▸ Work order: Check the entries below for lines with "vent"; report only how many there are.

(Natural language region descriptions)
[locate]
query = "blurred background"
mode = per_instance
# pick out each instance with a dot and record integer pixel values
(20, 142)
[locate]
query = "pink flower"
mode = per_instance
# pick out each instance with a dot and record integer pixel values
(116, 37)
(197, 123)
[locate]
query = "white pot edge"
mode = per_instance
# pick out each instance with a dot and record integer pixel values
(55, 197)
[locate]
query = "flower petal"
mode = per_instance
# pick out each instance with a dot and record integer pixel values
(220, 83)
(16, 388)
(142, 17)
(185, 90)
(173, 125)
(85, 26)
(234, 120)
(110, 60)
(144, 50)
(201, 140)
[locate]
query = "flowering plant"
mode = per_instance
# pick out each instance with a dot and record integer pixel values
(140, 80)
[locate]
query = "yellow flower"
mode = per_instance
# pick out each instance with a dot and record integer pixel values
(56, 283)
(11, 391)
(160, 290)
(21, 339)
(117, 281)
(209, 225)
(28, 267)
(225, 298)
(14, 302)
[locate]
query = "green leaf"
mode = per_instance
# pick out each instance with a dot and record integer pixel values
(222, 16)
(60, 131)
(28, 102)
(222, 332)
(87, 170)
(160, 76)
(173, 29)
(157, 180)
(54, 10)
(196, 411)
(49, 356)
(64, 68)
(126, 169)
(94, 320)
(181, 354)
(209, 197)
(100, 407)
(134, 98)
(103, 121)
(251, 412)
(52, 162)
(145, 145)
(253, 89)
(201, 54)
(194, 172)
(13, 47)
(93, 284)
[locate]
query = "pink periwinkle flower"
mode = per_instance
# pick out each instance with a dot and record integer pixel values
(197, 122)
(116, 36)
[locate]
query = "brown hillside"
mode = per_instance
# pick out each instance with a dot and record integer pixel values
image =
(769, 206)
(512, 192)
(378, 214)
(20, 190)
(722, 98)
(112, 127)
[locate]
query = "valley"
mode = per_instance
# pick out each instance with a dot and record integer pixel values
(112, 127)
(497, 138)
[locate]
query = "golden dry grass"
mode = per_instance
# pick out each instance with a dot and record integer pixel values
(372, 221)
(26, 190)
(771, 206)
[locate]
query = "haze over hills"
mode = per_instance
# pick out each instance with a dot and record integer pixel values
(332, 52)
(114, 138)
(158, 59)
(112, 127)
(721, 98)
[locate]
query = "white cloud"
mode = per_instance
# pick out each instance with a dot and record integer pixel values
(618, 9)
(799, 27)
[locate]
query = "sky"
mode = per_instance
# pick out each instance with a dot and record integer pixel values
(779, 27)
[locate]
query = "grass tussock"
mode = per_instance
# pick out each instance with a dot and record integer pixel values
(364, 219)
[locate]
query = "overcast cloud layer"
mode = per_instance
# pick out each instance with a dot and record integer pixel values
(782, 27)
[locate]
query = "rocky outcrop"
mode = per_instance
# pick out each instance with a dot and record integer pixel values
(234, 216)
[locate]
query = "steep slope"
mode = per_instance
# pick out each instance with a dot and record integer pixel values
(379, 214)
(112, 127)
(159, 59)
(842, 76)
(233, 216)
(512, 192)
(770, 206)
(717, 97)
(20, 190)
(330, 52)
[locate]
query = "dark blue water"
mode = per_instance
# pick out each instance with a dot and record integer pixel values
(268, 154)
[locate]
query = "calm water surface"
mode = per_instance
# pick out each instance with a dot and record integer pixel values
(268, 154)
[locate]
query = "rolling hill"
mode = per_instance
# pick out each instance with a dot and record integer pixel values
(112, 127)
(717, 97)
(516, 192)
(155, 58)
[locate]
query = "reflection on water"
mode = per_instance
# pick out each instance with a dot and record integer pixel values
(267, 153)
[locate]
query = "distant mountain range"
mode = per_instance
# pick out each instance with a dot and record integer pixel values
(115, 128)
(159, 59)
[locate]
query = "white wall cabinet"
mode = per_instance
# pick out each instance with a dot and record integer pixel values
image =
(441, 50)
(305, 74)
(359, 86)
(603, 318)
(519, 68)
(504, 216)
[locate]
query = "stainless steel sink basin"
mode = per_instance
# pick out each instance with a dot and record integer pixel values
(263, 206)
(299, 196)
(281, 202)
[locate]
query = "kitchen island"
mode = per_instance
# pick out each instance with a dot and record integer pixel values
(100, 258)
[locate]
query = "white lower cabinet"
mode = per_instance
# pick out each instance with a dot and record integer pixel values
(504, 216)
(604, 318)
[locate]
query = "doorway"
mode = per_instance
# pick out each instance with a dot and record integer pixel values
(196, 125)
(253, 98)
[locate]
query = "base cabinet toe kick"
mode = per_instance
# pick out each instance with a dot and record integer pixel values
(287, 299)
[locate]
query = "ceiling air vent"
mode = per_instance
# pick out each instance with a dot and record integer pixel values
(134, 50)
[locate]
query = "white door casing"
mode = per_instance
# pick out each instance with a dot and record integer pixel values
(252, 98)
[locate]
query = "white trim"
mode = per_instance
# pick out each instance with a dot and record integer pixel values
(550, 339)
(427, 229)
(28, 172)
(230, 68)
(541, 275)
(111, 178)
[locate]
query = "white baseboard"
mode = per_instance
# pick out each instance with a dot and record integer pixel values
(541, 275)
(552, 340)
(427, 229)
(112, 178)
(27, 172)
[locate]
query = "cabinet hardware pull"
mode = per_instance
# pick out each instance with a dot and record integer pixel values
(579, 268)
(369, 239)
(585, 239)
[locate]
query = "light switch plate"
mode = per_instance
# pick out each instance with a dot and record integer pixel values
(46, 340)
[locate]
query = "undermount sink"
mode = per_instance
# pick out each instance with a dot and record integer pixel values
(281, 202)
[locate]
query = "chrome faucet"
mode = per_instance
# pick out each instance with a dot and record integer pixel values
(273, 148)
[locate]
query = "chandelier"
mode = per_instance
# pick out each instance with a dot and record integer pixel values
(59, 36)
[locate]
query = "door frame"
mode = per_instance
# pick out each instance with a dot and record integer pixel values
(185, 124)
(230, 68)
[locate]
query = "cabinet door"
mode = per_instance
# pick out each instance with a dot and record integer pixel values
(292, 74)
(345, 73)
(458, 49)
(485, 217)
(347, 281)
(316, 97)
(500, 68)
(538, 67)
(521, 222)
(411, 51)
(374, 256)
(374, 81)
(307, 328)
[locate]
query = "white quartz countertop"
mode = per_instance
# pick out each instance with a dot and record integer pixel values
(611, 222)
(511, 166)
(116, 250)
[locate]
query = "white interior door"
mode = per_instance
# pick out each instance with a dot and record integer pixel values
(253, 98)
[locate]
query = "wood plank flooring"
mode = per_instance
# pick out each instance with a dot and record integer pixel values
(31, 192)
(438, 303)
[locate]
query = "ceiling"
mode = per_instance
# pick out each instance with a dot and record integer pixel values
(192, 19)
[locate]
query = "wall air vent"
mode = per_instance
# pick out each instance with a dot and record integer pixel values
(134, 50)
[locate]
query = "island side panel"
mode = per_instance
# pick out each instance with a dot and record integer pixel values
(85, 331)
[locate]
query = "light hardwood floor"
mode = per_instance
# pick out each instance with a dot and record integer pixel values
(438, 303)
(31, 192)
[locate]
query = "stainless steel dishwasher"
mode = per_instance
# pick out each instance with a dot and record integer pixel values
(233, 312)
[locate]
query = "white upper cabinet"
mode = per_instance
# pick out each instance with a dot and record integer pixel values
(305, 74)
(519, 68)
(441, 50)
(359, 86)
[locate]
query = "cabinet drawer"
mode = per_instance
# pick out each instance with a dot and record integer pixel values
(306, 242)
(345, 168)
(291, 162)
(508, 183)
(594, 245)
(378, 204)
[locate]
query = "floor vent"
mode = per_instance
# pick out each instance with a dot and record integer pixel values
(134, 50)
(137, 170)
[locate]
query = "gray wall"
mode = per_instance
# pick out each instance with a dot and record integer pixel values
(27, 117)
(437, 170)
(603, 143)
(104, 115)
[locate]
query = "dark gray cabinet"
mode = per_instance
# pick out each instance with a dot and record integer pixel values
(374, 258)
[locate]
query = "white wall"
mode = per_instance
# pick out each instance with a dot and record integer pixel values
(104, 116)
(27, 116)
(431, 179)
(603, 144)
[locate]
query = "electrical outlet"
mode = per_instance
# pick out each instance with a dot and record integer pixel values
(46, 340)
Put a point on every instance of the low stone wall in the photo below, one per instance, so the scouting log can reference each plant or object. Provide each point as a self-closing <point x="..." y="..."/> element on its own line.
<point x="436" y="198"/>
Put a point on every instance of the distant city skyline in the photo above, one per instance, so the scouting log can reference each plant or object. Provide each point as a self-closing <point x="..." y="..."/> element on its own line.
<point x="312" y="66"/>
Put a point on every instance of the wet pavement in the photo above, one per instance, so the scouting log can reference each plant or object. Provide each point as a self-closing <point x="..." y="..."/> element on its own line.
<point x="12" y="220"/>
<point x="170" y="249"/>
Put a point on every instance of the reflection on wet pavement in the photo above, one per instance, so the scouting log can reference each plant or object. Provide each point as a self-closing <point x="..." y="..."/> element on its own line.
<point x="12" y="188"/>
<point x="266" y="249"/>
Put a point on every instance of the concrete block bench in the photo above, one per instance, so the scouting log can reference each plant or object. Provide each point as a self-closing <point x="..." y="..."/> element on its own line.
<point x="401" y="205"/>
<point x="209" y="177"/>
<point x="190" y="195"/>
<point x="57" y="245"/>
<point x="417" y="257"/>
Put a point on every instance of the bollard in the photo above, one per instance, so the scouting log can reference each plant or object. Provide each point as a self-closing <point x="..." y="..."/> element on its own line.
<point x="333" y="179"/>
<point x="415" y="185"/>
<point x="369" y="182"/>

▸ Answer to this problem: 3